◆ Page text
Leandro Denis "Tati" Mercado (born 15 February 1992) is a motorcycle racer from Argentina who competed in the 2022 Superbike World Championship aboard a Honda CBR1000RR for Team MIE Racing. He is best known for winning the National title of the AMA Supersport Championship in 2009 and the FIM Superstock 1000 Cup in 2014.

Career

Junior career
After finishing third in the Red Bull AMA Rookies Cup in 2008, the following year Mercado achieved the same result in the East division of the AMA Supersport Championship and won the National title in the Shootout race held in Daytona. In 2010 he was seventh in the CIV Stock 600 Championship and contested three races of the European Superstock 600 Championship on a Kawasaki ZX-6R, while in 2011 he finished sixth in the CIV Stock 1000 Championship and sixteenth in the FIM Superstock 1000 Cup on a Kawasaki ZX-10R.

Superstock and Superbike World Championship
In 2012 Mercado raced in the Superbike World Championship for eight rounds in the first half of the season, before moving back to the FIM Superstock 1000 Cup. He was twenty-sixth and fifteenth respectively in the standings. For the following two seasons, he continued competing in the Superstock category, finishing fourth in 2013 with Kawasaki machinery, and winning the 2014 title on a Ducati 1199.

◆ Activity A
Answer each question from the Mercado biography, one answer per line.
(i) On what motorcycle and for which team did Mercado compete in the 2022 Superbike World Championship?
(ii) Where did he place in the 2008 Red Bull AMA Rookies Cup?
(iii) On what machine did he win the 2014 Superstock title?
◆ Activity B
Decide whether each statement agrees with the Mercado biography. Answer yes or no, and quote the words that decide it.
(i) Mercado won the National title of the AMA Supersport Championship in a race held in Daytona.
(ii) In 2011 Mercado rode a Kawasaki ZX-6R in the FIM Superstock 1000 Cup.
(iii) Mercado raced the entire 2012 Superbike World Championship season.

◆ Supplied information
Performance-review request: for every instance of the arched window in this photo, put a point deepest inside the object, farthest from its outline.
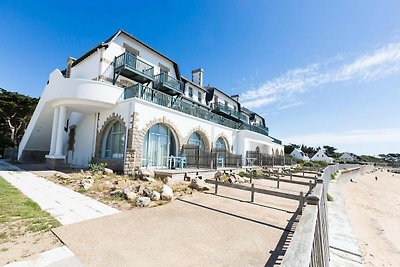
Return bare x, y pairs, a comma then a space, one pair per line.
195, 139
220, 143
158, 144
114, 142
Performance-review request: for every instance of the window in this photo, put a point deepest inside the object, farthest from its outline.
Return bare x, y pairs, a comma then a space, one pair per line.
190, 92
131, 50
220, 143
115, 141
158, 144
195, 139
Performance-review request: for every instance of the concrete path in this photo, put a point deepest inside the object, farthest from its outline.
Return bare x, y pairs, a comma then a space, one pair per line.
64, 204
344, 247
59, 257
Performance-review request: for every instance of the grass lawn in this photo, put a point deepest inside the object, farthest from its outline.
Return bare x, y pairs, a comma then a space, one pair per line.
20, 215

◆ Answer space A
(i) A Honda CBR1000RR for Team MIE Racing.
(ii) Third.
(iii) A Ducati 1199.

◆ Answer space B
(i) Yes: "won the National title in the Shootout race held in Daytona"
(ii) No: "sixteenth in the FIM Superstock 1000 Cup on a Kawasaki ZX-10R"
(iii) No: "for eight rounds in the first half of the season, before moving back to the FIM Superstock 1000 Cup"